**TÂCHE À RÉALISER 1:** Recopiez le passage du texte sur les établissements d'Évian qui va de « Les deux établissements » jusqu'à « poudre aux yeux. ».
**TÂCHE À RÉALISER 2:** Prolongez le texte sur les établissements d'Évian à partir de sa dernière phrase.

**EXTRAIT CHOISI:**
──────────────────────────────

Dans une petite ville comme Évian, de deux établissements appartenant à deux sociétés différentes, il en est un de trop, selon nous. Incapables de prospérer concurremment, ils se nuisent réciproquement, faute d’éléments suffisants. Un jour viendra bientôt, nous nous plaisons à le croire, où la société à la tête de laquelle se trouve M. Ch. A. Besson, fusionnera avec celle de la ville, pour n’en former qu’une seule, qui alors groupera tous les baigneurs. Ce sera l’occasion de réaliser certaines économies, d’apporter dans l’exploitation toutes les innovations que l’usage aura reconnues nécessaires. Pour le moment les choses n’en sont point là ; et la comédie qui se donne à Évian-les-Bains n’a pas toujours lieu dans le casino municipal.

Les deux établissements rivaux, ces deux frères ennemis, s’ingénient, chacun à qui mieux mieux, à flatter les goûts du public et à le décider en sa faveur. Il n’est sorte de distractions, d’attractions, qu’ils n’inventent pour lui faire plaisir et lui jeter de la poudre aux yeux.

──────────────────────────────

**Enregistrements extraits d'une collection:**
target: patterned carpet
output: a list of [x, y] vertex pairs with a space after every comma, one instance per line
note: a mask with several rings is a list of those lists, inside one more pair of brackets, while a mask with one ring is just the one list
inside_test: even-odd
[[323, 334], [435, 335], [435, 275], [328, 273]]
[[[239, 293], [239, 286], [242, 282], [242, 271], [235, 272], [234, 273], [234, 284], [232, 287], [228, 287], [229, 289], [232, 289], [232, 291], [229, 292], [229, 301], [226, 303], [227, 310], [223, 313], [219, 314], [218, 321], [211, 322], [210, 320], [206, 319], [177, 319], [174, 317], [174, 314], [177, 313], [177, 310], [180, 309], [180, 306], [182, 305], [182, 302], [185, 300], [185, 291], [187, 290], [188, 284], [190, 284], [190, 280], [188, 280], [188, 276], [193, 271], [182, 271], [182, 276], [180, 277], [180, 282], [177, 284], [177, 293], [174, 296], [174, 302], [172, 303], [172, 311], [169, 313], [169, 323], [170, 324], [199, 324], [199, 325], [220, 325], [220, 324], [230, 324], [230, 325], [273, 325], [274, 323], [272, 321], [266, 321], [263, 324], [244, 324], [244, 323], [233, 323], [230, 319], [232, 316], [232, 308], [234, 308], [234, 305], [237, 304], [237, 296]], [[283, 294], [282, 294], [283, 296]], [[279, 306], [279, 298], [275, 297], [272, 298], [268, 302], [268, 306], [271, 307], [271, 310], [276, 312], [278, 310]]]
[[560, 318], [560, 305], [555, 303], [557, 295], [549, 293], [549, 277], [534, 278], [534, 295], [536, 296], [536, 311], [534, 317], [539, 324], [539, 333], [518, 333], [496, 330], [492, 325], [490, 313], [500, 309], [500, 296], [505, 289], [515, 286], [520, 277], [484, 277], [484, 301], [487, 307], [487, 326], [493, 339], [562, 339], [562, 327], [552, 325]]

──────────────────────────────

**ZONE DE RÉPONSE 1:**
Les deux établissements rivaux, ces deux frères ennemis, s’ingénient, chacun à qui mieux mieux, à flatter les goûts du public et à le décider en sa faveur. Il n’est sorte de distractions, d’attractions, qu’ils n’inventent pour lui faire plaisir et lui jeter de la poudre aux yeux.

**ZONE DE RÉPONSE 2:**
Chaque jour, ce sont de véritables torrents d’harmonie, qui jaillissent à jet continu. Du matin au soir, des orchestres infatigables font résonner les échos d’alentour de leurs accords les plus mélodieux. Les fanfares locales sont parfois mises à réquisition; et, surexcités, les cuivres vibrent avec frénésie! O Orphée, que d’adorateurs, céans! Certes, la musique est une excellente chose, bien qu’un esprit morose ait prétendu que de tous les bruits c’est le plus désagréable; mais en conscience, il ne faut abuser de rien: quelquefois le silence a bien son charme!

Le soir, les fêtes succèdent aux fêtes, sans interruption. Ce ne sont partout, du haut en bas, que festons et astragales, lanternes vénitiennes, ballons, verres de couleur, illuminations à giorno, flammes de Bengale multicolores, persistantes, habilement écloses sous les bosquets de verdure! L’œil ébloui de tout ce faste, papillote, s’énerve et, fatigué, finit par demander grâce.

Après le concert obligatoire, religieusement écouté par une foule compacte, c’est le moment du feu d’artifice, impatiemment attendu.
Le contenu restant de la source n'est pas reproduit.